__WORK TO BE COMPLETED__: Reproduce each line exactly, including spacing and punctuation.

==== DATASET ENTRIES ====

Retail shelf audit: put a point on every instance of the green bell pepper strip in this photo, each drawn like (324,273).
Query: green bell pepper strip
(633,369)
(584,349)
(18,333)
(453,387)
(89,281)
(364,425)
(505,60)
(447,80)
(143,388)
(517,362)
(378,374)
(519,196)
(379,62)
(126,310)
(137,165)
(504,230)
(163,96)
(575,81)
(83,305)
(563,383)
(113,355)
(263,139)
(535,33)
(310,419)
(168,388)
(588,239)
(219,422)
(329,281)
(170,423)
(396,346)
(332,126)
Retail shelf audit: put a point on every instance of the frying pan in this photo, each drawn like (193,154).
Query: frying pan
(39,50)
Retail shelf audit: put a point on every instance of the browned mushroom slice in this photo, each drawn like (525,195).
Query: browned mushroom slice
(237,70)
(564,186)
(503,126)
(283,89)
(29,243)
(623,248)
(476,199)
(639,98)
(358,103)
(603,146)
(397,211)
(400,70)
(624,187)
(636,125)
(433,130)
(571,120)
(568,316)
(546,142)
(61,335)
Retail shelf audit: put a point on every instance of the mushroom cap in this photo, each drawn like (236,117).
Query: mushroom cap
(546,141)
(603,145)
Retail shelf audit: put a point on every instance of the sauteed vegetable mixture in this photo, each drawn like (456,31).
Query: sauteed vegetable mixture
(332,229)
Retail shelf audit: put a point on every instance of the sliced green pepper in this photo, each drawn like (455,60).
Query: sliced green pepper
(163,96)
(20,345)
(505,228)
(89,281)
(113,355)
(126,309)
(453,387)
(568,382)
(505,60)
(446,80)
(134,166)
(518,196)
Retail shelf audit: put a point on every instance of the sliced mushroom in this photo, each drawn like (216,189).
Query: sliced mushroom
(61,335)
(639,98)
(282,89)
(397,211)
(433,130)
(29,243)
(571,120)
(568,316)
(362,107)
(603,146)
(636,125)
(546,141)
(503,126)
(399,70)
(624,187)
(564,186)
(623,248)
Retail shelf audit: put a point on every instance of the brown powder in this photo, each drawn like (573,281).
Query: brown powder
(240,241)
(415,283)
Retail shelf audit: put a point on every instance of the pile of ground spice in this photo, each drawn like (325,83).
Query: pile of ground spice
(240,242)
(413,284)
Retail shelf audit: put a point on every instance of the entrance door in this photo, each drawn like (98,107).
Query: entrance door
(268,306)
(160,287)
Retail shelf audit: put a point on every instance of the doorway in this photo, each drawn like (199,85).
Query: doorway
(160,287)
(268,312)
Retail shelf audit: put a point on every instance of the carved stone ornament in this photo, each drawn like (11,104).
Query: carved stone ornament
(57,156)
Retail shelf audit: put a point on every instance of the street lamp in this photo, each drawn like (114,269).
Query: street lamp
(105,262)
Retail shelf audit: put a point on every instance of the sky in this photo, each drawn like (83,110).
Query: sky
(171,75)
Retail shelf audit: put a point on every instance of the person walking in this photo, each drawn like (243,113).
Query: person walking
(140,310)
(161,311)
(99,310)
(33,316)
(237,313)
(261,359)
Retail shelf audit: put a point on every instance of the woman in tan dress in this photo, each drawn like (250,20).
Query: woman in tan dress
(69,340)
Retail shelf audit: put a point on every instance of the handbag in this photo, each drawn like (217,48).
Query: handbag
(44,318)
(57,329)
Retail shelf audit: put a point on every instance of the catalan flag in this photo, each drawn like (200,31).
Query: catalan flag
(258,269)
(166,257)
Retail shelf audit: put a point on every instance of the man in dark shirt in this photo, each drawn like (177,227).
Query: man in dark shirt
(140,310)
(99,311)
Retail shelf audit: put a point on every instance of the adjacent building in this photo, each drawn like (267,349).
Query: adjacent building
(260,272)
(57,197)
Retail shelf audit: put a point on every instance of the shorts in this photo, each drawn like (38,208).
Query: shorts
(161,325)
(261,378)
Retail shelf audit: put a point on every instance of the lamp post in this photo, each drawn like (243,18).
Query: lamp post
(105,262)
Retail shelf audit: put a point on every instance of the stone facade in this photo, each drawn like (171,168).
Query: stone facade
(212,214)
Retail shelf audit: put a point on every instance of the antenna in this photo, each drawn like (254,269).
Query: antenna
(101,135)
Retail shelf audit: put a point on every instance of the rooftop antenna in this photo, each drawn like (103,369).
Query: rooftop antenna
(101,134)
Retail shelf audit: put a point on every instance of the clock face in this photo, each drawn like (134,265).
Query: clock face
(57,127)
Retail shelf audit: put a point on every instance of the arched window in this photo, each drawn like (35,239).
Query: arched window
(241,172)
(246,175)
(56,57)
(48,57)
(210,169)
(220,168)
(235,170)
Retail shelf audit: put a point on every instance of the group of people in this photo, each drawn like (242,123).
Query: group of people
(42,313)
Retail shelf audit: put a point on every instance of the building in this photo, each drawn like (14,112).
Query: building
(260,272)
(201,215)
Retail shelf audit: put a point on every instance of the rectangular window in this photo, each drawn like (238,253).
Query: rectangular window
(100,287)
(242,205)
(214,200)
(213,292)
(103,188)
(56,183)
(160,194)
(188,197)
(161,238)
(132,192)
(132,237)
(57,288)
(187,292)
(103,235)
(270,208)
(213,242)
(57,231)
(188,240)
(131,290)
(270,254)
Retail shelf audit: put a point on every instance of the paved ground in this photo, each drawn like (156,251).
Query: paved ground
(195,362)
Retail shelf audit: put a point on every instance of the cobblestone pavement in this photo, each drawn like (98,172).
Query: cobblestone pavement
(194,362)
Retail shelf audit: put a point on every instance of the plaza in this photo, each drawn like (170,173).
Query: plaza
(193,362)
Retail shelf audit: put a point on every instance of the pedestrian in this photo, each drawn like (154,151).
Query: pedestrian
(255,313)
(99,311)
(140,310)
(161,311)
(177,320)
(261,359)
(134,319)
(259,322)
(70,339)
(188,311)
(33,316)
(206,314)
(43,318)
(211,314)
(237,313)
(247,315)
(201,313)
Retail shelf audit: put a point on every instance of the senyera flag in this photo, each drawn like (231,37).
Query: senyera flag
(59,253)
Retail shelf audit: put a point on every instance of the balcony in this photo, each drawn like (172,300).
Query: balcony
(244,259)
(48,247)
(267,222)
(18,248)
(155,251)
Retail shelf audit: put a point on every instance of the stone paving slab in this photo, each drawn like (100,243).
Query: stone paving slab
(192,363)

====

__EXERCISE OUTPUT__:
Retail shelf audit: put a point on every instance of the green bell pepper strip in this photo, each drawn like (324,273).
Query: green bell pepper strip
(633,369)
(584,349)
(18,333)
(453,387)
(89,281)
(364,425)
(505,60)
(447,80)
(143,388)
(517,362)
(378,374)
(519,196)
(379,62)
(126,310)
(137,165)
(504,230)
(163,96)
(575,81)
(83,305)
(563,383)
(113,355)
(263,139)
(535,33)
(310,419)
(168,388)
(588,239)
(219,422)
(329,281)
(170,423)
(396,346)
(332,126)
Retail shelf audit: put a point on every instance of the frying pan in this photo, each drawn like (193,154).
Query: frying pan
(39,50)
Retail shelf audit: put a point on every instance of the browned mushroom slice in this photo, each drawn like (525,195).
Query: browned mushroom slice
(237,70)
(564,186)
(503,126)
(283,89)
(29,243)
(623,248)
(476,199)
(639,98)
(358,103)
(603,146)
(397,211)
(400,70)
(624,187)
(636,125)
(433,130)
(571,120)
(568,316)
(546,142)
(61,335)
Retail shelf audit: put a point on every instance of the mushroom cap in this photo, each drawn like (236,117).
Query: mushroom cap
(546,141)
(603,145)
Retail shelf audit: put a point on every instance of the sauteed vegetable mixture in this photo, each drawn like (456,31).
Query: sauteed vegetable mixture
(332,229)
Retail shelf audit: put a point on every instance of the sliced green pepper in this photo, each drawn like (455,60).
Query: sliced green pepper
(163,96)
(20,345)
(505,228)
(89,281)
(113,355)
(126,309)
(453,387)
(568,382)
(505,60)
(446,80)
(134,166)
(518,196)
Retail shelf audit: put a point on every instance of the sliced mushroom in this photo, each drawn like (216,189).
Query: sliced mushroom
(61,335)
(639,98)
(282,89)
(397,211)
(433,130)
(29,243)
(571,120)
(568,316)
(362,107)
(603,146)
(636,125)
(546,141)
(503,126)
(399,70)
(624,187)
(564,186)
(623,248)
Retail shelf audit: put a point on every instance of the brown powder in this photo, each drawn like (573,281).
Query: brown powder
(240,241)
(415,283)
Retail shelf audit: put a point on every instance of the pile of ground spice in this photo, each drawn like (325,83).
Query: pile of ground spice
(240,242)
(413,284)
Retail shelf audit: put a point on every instance of the entrance door in this photo, each drawn like (98,107).
Query: entrance door
(268,306)
(160,287)
Retail shelf audit: put a point on every instance of the doorway in this photo, each drawn like (199,85).
Query: doorway
(160,287)
(268,312)
Retail shelf audit: put a point on every instance of the carved stone ornament in this photo, each drawn like (11,104).
Query: carved stone ornament
(57,156)
Retail shelf audit: put a point on every instance of the street lamp in this photo, each drawn like (114,269).
Query: street lamp
(105,262)
Retail shelf audit: put a point on every instance of the sky in this photo, each drawn like (83,110).
Query: sky
(171,75)
Retail shelf audit: put a point on every instance of the person walking in this photo, each drawn like (243,113).
Query: person walking
(140,310)
(161,311)
(99,310)
(33,316)
(237,313)
(261,359)
Retail shelf audit: put a point on every instance of the woman in tan dress in this photo, each drawn like (250,20).
Query: woman in tan dress
(69,340)
Retail shelf audit: put a point on every instance of the handbag in this photo, each drawn like (217,48).
Query: handbag
(44,318)
(57,329)
Retail shelf audit: put a point on every instance of the catalan flag in this photo, each drawn like (200,31).
Query: catalan flag
(258,269)
(166,257)
Retail shelf audit: put a point on every instance of the man in dark shirt in this photo, each drawn like (177,227).
Query: man in dark shirt
(140,310)
(99,311)
Retail shelf audit: put a point on every instance of the adjacent building in this photo, each drawn like (267,349).
Query: adjacent building
(260,272)
(57,197)
Retail shelf audit: put a point on every instance of the shorts in this photo, each drawn like (38,208).
Query: shorts
(161,325)
(261,378)
Retail shelf audit: put a point on every instance of the lamp post in this photo, each drawn like (243,18).
Query: lamp post
(105,262)
Retail shelf audit: put a point on every instance of the stone facade in this photo, each drawn like (171,168).
Query: stone facade
(212,214)
Retail shelf audit: put a point on every instance of the antenna in this photo, each drawn like (254,269).
Query: antenna
(101,135)
Retail shelf audit: put a point on every instance of the rooftop antenna in this photo, each drawn like (103,369).
Query: rooftop antenna
(101,134)
Retail shelf audit: put a point on every instance of the clock face in this photo, each drawn like (134,265).
Query: clock face
(57,127)
Retail shelf audit: put a point on every instance of the arched window in this photo, each drawn like (35,239).
Query: arched window
(241,172)
(246,175)
(56,57)
(48,57)
(210,169)
(220,168)
(235,170)
Retail shelf audit: put a point on every instance of the group of people in this photo, each drawn like (242,123).
Query: group of people
(42,313)
Retail shelf audit: put a point on every instance of the building in this photo, each drawn like (14,112).
Query: building
(260,272)
(201,215)
Retail shelf audit: put a point on every instance of the rectangular window in this photo, each drawn like (238,253).
Query: rectangular window
(100,287)
(242,205)
(214,200)
(213,292)
(103,188)
(56,183)
(160,194)
(188,197)
(161,238)
(132,192)
(132,237)
(57,288)
(187,292)
(103,235)
(270,208)
(213,242)
(57,231)
(188,240)
(131,290)
(270,254)
Retail shelf audit: put a point on every instance of the paved ground in this photo, each drawn like (156,251).
Query: paved ground
(195,362)
Retail shelf audit: put a point on every instance of the cobblestone pavement in this photo, each drawn like (98,172).
Query: cobblestone pavement
(194,362)
Retail shelf audit: put a point on every instance of the plaza in this photo, each drawn like (170,173).
Query: plaza
(193,362)
Retail shelf audit: put a point on every instance of the pedestrian in this photo, each drawn like (154,151).
Query: pedestrian
(255,313)
(99,311)
(140,310)
(161,311)
(177,320)
(261,359)
(134,319)
(259,322)
(70,339)
(188,311)
(33,316)
(206,314)
(43,318)
(211,314)
(237,313)
(247,315)
(201,313)
Retail shelf audit: put a point on every instance of the senyera flag in this photo, each drawn like (231,37).
Query: senyera flag
(59,253)
Retail shelf audit: put a point on every instance of the balcony in this photo, each drawn like (172,300).
Query: balcony
(244,259)
(48,247)
(267,222)
(18,248)
(155,251)
Retail shelf audit: put a point on every instance of the stone paving slab in this photo, each drawn like (100,243).
Query: stone paving slab
(192,363)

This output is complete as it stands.